» **Problem requirements**: Gather every line in the items below that contains the word "lamp", and copy each of those lines in full.

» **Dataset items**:
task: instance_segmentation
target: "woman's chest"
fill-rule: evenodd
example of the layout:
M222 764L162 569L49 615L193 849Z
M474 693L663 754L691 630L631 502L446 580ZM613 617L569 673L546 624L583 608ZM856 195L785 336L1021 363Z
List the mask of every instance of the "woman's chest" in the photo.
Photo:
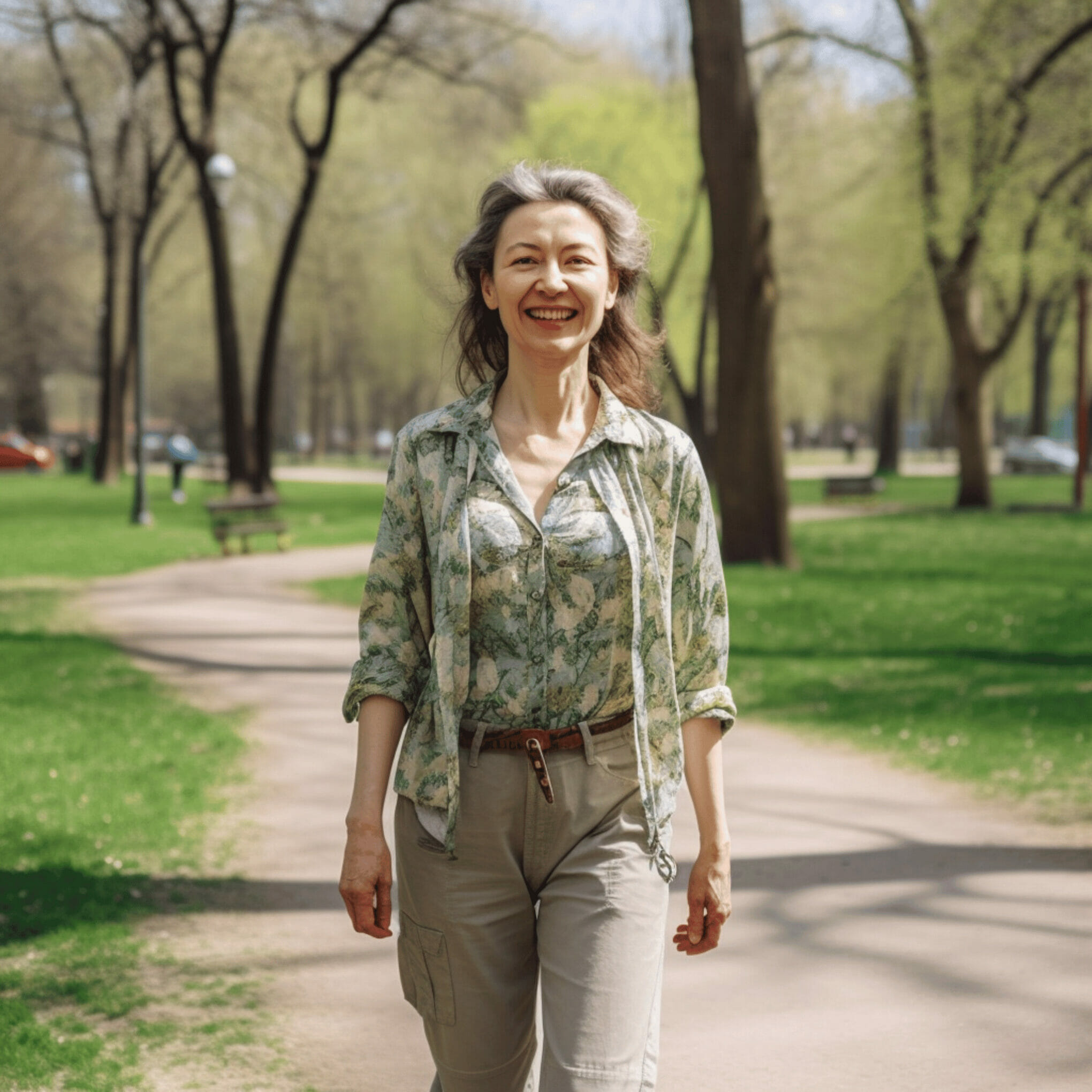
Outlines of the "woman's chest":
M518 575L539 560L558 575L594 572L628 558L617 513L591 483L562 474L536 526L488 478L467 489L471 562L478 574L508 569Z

...

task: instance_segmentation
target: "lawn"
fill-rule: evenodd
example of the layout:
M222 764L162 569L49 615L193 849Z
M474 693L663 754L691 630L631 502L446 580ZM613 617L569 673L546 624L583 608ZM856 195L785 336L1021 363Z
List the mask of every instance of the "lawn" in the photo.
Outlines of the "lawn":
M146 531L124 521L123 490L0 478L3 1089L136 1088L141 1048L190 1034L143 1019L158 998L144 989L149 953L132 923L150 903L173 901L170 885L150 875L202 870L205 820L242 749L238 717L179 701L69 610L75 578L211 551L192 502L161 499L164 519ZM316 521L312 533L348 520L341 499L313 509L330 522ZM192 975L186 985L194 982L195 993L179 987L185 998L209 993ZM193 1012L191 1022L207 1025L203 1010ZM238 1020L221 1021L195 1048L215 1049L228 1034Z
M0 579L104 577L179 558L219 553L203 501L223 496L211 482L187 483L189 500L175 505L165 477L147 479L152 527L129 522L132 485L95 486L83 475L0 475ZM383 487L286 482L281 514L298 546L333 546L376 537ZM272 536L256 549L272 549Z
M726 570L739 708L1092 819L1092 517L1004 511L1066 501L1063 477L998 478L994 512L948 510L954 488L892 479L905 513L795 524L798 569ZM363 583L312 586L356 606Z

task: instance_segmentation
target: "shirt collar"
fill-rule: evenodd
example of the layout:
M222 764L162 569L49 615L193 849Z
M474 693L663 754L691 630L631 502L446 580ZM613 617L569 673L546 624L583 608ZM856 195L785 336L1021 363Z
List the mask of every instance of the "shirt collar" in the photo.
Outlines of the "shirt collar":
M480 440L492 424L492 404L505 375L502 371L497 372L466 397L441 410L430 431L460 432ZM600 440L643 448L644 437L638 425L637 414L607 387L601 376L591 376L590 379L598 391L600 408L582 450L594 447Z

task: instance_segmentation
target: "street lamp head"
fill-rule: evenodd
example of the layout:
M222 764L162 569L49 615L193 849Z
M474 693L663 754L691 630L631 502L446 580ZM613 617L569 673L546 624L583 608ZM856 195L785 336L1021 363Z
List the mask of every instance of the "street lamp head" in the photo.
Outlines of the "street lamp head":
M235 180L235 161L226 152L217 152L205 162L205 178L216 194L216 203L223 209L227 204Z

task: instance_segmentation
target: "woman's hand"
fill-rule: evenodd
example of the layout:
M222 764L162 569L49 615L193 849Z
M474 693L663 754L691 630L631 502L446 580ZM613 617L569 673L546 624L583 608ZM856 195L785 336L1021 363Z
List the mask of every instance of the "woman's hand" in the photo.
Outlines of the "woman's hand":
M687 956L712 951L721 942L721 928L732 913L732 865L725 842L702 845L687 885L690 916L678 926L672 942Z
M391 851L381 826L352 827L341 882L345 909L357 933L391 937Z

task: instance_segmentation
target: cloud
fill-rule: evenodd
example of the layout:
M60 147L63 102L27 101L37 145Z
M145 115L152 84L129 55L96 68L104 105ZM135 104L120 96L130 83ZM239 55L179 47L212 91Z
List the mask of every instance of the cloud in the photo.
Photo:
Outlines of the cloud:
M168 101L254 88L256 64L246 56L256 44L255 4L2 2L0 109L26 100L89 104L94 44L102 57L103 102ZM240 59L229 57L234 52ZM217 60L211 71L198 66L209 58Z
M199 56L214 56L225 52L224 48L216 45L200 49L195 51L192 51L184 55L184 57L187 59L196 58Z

» **Written solution**:
target: "street lamp head"
List the mask of every instance of the "street lamp head" in the photo.
Outlines of the "street lamp head":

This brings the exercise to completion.